▶ Extracted records

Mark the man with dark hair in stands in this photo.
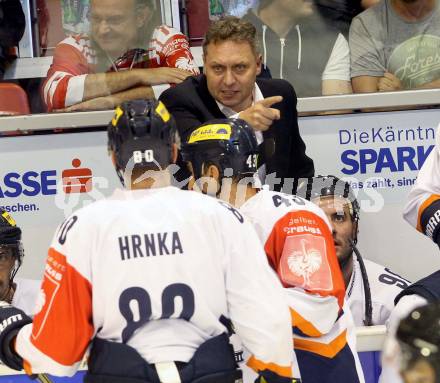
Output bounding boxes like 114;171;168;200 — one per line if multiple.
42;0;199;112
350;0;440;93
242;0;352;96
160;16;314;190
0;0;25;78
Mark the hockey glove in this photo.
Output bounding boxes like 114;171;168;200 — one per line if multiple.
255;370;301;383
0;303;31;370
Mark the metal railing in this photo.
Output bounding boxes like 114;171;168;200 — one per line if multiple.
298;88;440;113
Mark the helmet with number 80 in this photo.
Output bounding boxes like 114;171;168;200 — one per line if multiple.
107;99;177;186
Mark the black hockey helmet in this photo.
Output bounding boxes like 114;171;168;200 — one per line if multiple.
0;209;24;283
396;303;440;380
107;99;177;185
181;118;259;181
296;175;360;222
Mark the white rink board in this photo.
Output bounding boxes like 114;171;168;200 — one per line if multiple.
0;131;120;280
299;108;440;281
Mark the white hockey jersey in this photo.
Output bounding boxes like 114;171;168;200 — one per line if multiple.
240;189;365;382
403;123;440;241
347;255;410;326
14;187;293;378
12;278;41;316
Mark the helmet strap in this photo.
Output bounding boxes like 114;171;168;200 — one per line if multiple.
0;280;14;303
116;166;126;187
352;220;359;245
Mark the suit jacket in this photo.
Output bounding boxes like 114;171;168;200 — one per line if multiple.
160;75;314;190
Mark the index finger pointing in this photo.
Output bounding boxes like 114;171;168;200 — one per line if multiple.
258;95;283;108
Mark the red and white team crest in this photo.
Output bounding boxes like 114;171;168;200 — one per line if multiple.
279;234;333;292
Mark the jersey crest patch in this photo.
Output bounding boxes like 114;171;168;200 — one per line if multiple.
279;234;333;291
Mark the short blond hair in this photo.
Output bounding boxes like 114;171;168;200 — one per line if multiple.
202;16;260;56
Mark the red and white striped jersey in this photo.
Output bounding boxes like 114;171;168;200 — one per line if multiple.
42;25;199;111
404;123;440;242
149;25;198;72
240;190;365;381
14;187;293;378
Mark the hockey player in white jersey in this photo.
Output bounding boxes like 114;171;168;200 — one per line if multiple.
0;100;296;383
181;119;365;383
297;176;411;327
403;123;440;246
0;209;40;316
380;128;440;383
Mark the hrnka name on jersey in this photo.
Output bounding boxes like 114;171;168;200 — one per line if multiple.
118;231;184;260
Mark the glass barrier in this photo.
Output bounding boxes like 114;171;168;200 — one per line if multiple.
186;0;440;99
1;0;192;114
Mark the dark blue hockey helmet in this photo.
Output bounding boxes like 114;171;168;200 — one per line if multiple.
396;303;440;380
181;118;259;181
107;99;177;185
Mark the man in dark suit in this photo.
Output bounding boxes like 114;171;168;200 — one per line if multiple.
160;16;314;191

--

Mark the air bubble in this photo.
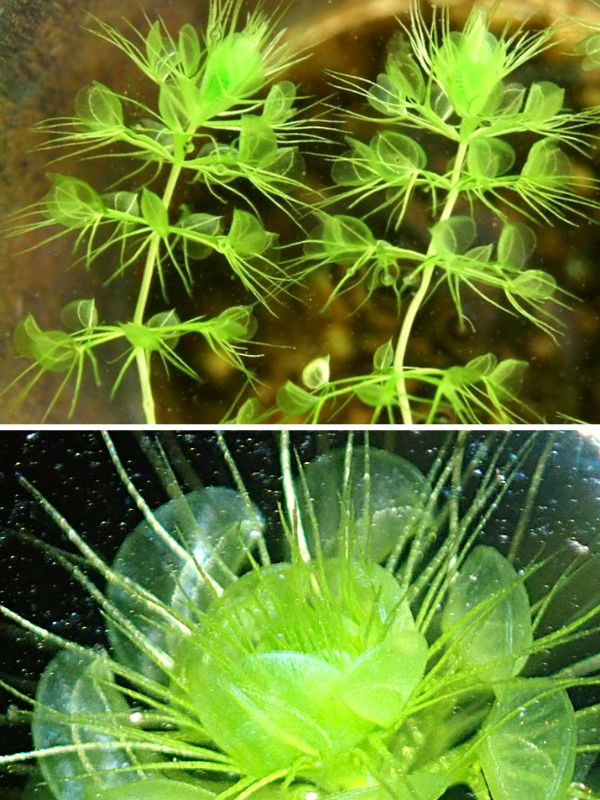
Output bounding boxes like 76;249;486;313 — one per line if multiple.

...

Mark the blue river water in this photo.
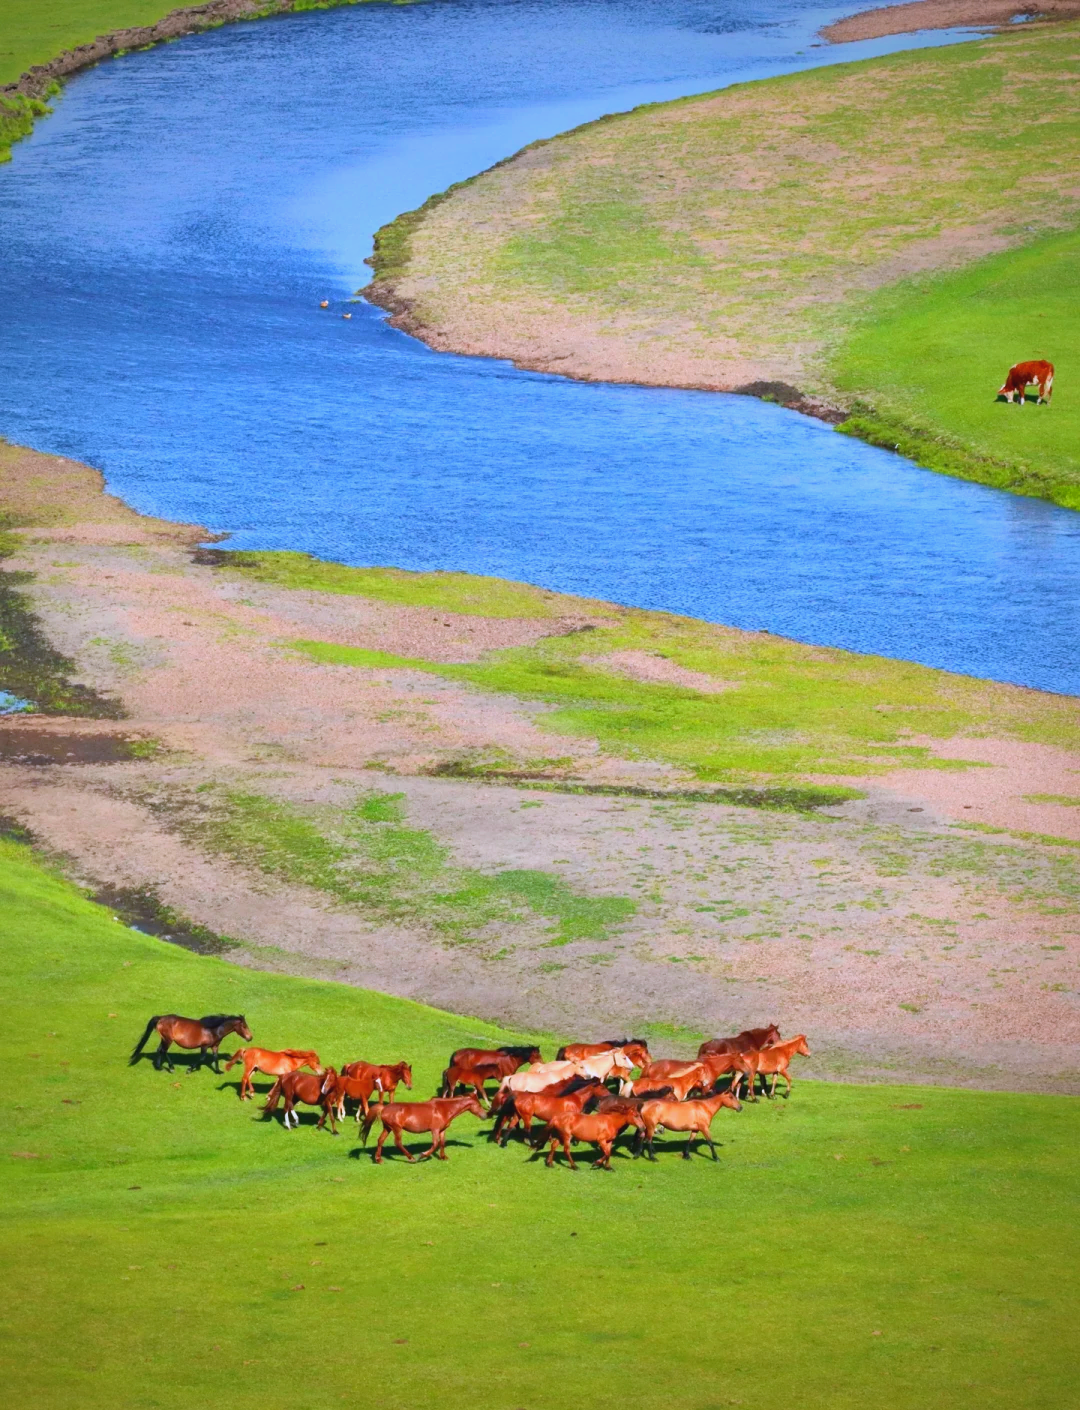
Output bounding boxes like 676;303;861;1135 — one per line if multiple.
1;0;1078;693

▶ What to do
Exactly as written above, retype the lines starting at the one holding "Mark the man with" and ending at the one holding "Mark the short blond hair in this photo.", both included, but not the pictures.

▶ Exercise output
Mark the man with dark hair in stands in this photo.
Output bounding boxes like 114;171;168;200 — one per line if multiple.
42;0;199;112
350;0;440;93
242;0;352;96
160;16;314;190
0;0;25;78
Mark the hockey glove in this photo.
Output bounding boxes like 114;171;168;200 — one per line if multiple.
255;370;301;383
0;303;31;370
Mark the metal railing in this photo.
Output bounding boxes like 114;171;168;200 — one per line if multiple.
298;88;440;113
Mark the helmet with number 80 in this photo.
Output bounding boxes like 114;171;168;200 — one per line if multiple.
107;99;177;186
Mark the black hockey helmet in this photo.
Output bounding boxes like 114;171;168;200 — one per line if multiple.
0;209;24;283
396;303;440;380
107;99;177;185
181;118;259;181
296;175;360;222
Mark the white rink board in this photo.
Output bounding boxes like 114;171;168;200 — one per line if multiple.
0;131;120;280
299;108;440;281
Mark the white hockey jersey in this photo.
Output bounding boxes like 114;171;168;200 — one per line if multiple.
240;189;365;382
403;123;440;241
347;255;410;326
14;187;293;378
12;278;41;316
Mark the helmet strap in this photo.
Output bounding boxes like 114;171;168;200 — one per line if multiple.
0;280;14;303
116;166;126;187
352;220;359;245
Mark the suit jacket in this photo.
Output bounding boxes like 114;171;168;200 — one per line if multiple.
160;75;314;190
Mark the index finger pointing in this photo.
Output bounding boxes like 114;171;168;200 — one per line if multiple.
258;95;283;108
Mark the red and white team crest in this photo.
Output bounding boxes like 114;171;168;200 — one per line if multiple.
279;234;333;292
Mark the jersey crest patch in this photo.
Output bounding boxes like 114;171;168;200 — one per line if multiple.
279;234;333;291
Mark the short blond hair in this photo.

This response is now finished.